Tasks:
• a. From the William Finn article, quote the passage that begins with the words containing "Background information" and ends with "and lyricist (1952–2025)".
• b. Please list every musical named by title in the William Finn article.

──────── Extract

Background information
- Born: February 28, 1952 Boston, Massachusetts, U.S.
- Died: April 7, 2025 (aged 73) Bennington, Vermont, U.S.
- Genres: Musical theater
- Occupations: Composer; lyricist;
- Years active: 1971–2018

= William Finn =

American composer and lyricist (1952–2025)

William Alan Finn (February 28, 1952 – April 7, 2025) was an American composer and lyricist. He was best known for his musicals, which include Falsettos, for which he won the 1992 Tony Awards for Best Original Score and Best Book of a Musical, A New Brain (1998), and The 25th Annual Putnam County Spelling Bee (2005).

==Early life==
Finn was born in Boston, Massachusetts, on February 28, 1952. He was Jewish, raised in conservative Judaism, and grew up in Natick, Massachusetts, with his parents and siblings, Michael and Nancy. He attended the Temple Israel in Natick, where his rabbi was Harold Kushner. In Hebrew school, Finn wrote his first play, and said, "I don't think I ever told anyone this: The first play I ever wrote was in Hebrew. I have no idea what it was about. But it was horrible, I guarantee it. I couldn't write plays, and I couldn't really speak Hebrew, so how good could it be?" While attending Natick High School, Finn competed with the Natick Speech Team and was in the drama department headed by Gerald Dyer. For his bar mitzvah, he received a guitar and taught himself to play.

────────────────
──────── Entries shown

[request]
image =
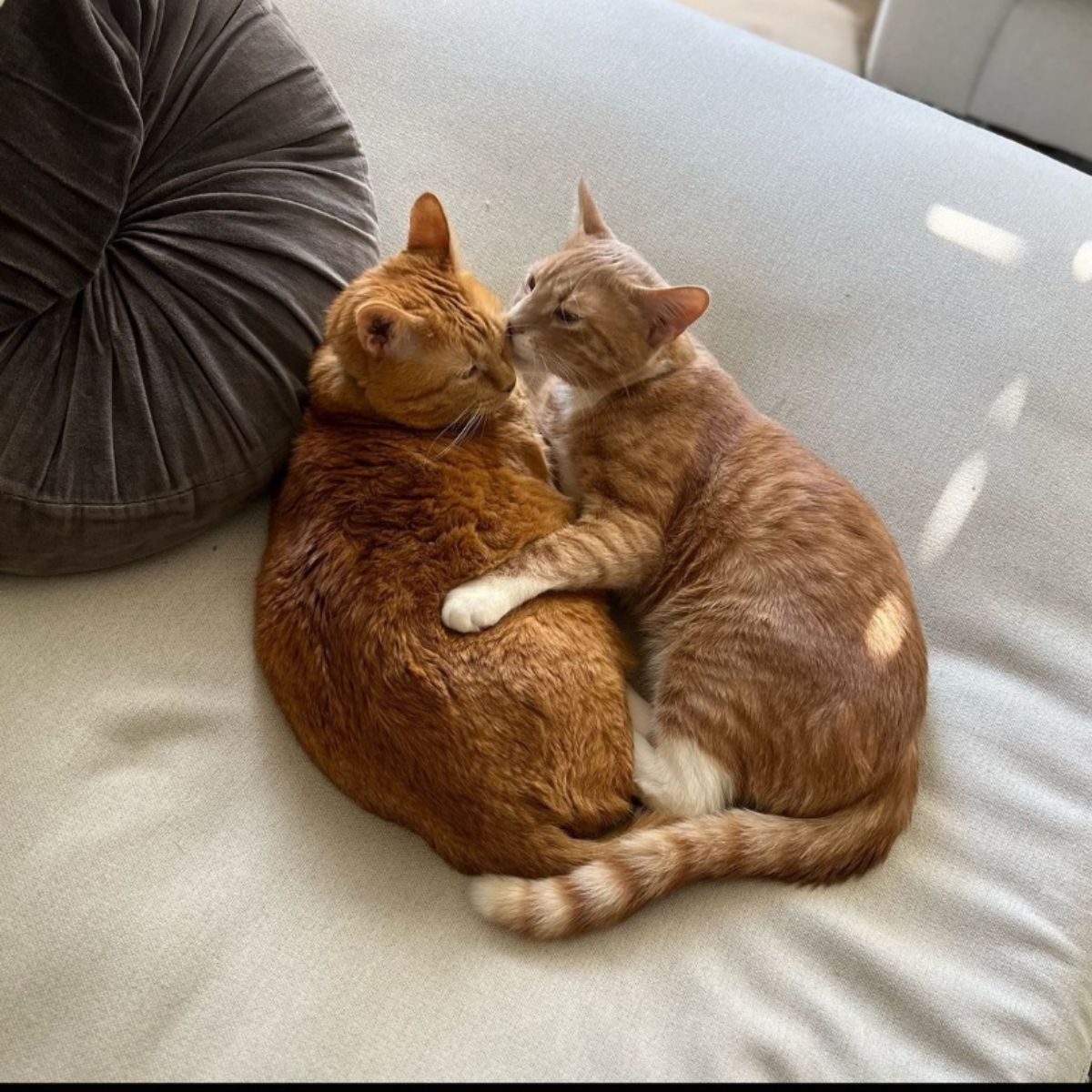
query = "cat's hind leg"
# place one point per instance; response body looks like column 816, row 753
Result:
column 681, row 776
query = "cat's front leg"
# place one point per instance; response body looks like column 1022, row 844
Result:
column 481, row 603
column 612, row 550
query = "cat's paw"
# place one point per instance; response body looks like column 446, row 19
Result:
column 475, row 606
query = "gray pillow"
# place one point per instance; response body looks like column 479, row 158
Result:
column 181, row 197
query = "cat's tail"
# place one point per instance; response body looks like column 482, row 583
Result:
column 644, row 864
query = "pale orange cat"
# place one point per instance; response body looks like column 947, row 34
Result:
column 785, row 660
column 419, row 465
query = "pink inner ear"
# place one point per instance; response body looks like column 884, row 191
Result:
column 672, row 310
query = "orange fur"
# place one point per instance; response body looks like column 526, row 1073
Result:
column 503, row 752
column 785, row 658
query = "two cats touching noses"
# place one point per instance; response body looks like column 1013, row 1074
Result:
column 468, row 487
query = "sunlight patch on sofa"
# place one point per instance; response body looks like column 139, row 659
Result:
column 1008, row 407
column 976, row 235
column 1082, row 263
column 951, row 511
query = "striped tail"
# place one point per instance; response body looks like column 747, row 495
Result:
column 642, row 866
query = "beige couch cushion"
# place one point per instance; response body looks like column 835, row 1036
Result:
column 184, row 895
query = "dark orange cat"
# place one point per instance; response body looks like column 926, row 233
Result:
column 418, row 468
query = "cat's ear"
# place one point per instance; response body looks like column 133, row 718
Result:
column 669, row 311
column 387, row 331
column 430, row 229
column 590, row 223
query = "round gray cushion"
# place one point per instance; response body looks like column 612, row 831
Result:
column 181, row 197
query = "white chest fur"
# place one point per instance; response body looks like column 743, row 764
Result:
column 568, row 403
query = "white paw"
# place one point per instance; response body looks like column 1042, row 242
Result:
column 475, row 606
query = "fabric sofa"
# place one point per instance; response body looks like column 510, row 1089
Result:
column 183, row 895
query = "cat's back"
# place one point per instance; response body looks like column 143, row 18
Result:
column 440, row 732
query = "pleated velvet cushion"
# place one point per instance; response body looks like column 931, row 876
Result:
column 180, row 199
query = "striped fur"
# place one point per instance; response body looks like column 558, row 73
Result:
column 784, row 652
column 642, row 866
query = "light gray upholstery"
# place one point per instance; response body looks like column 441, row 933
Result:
column 184, row 895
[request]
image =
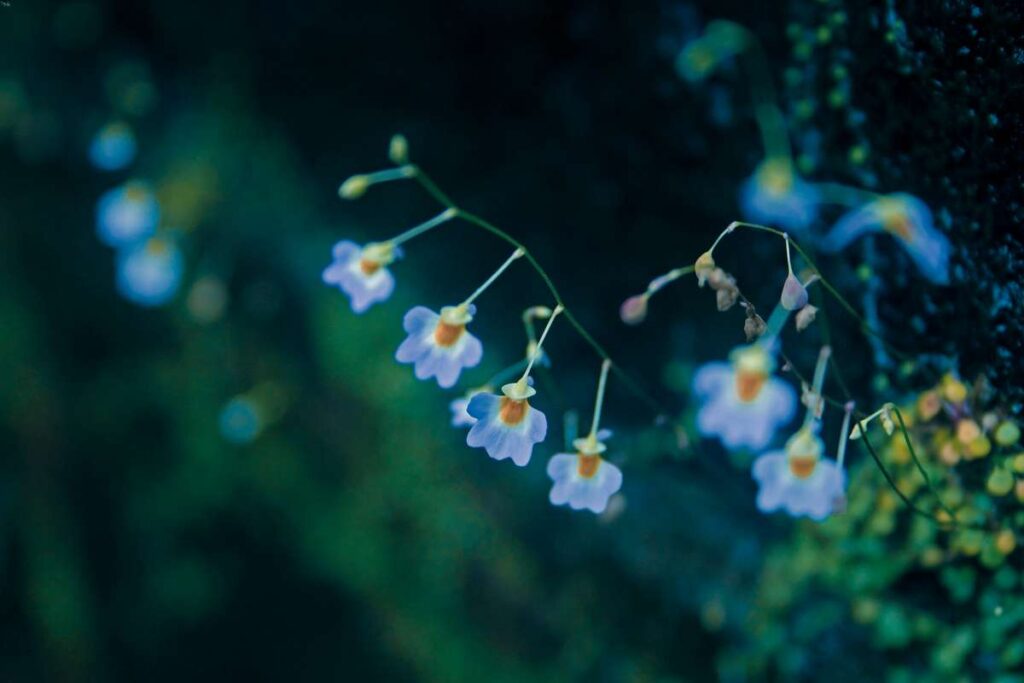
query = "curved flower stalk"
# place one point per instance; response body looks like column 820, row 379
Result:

────────────────

Task-by-task solutions:
• a.
Background information
- Born: February 28, 1952 Boston, Massachusetts, U.S.
- Died: April 7, 2025 (aged 73) Bennington, Vermont, U.S.
- Genres: Musical theater
- Occupations: Composer; lyricist;
- Years active: 1971–2018

= William Finn =

American composer and lyricist (1952–2025)

• b.
Falsettos
A New Brain
The 25th Annual Putnam County Spelling Bee